→ **DATA TO USE**

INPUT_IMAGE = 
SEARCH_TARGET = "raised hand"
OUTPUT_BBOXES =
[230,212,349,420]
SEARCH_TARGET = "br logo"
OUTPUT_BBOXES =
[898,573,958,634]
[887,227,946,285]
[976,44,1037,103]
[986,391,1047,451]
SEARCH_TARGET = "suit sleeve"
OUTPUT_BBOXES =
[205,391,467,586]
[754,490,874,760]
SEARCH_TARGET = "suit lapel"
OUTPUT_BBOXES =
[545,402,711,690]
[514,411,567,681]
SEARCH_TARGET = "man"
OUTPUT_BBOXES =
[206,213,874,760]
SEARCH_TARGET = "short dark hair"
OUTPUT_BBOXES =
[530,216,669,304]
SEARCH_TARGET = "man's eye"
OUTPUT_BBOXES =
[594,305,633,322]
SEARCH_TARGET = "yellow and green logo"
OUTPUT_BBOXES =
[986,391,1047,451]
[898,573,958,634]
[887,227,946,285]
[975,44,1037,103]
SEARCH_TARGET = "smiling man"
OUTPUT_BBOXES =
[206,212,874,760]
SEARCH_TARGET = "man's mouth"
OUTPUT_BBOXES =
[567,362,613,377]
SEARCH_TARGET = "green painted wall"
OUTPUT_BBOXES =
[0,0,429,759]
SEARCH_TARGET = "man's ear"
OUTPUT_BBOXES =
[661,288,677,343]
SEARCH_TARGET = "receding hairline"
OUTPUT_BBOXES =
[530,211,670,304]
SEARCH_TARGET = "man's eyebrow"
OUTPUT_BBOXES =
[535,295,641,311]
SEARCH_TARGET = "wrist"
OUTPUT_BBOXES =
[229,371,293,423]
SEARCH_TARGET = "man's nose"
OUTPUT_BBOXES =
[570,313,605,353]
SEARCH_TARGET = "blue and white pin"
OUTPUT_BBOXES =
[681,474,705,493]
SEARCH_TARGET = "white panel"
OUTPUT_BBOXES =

→ **EXERCISE OBJECTIVE**
Pull out every line in the records above that contains the word "white", and copy each of those lines in full.

→ **CORRECT RESULT**
SEARCH_TARGET = "blue and white pin"
SEARCH_TARGET = "white panel"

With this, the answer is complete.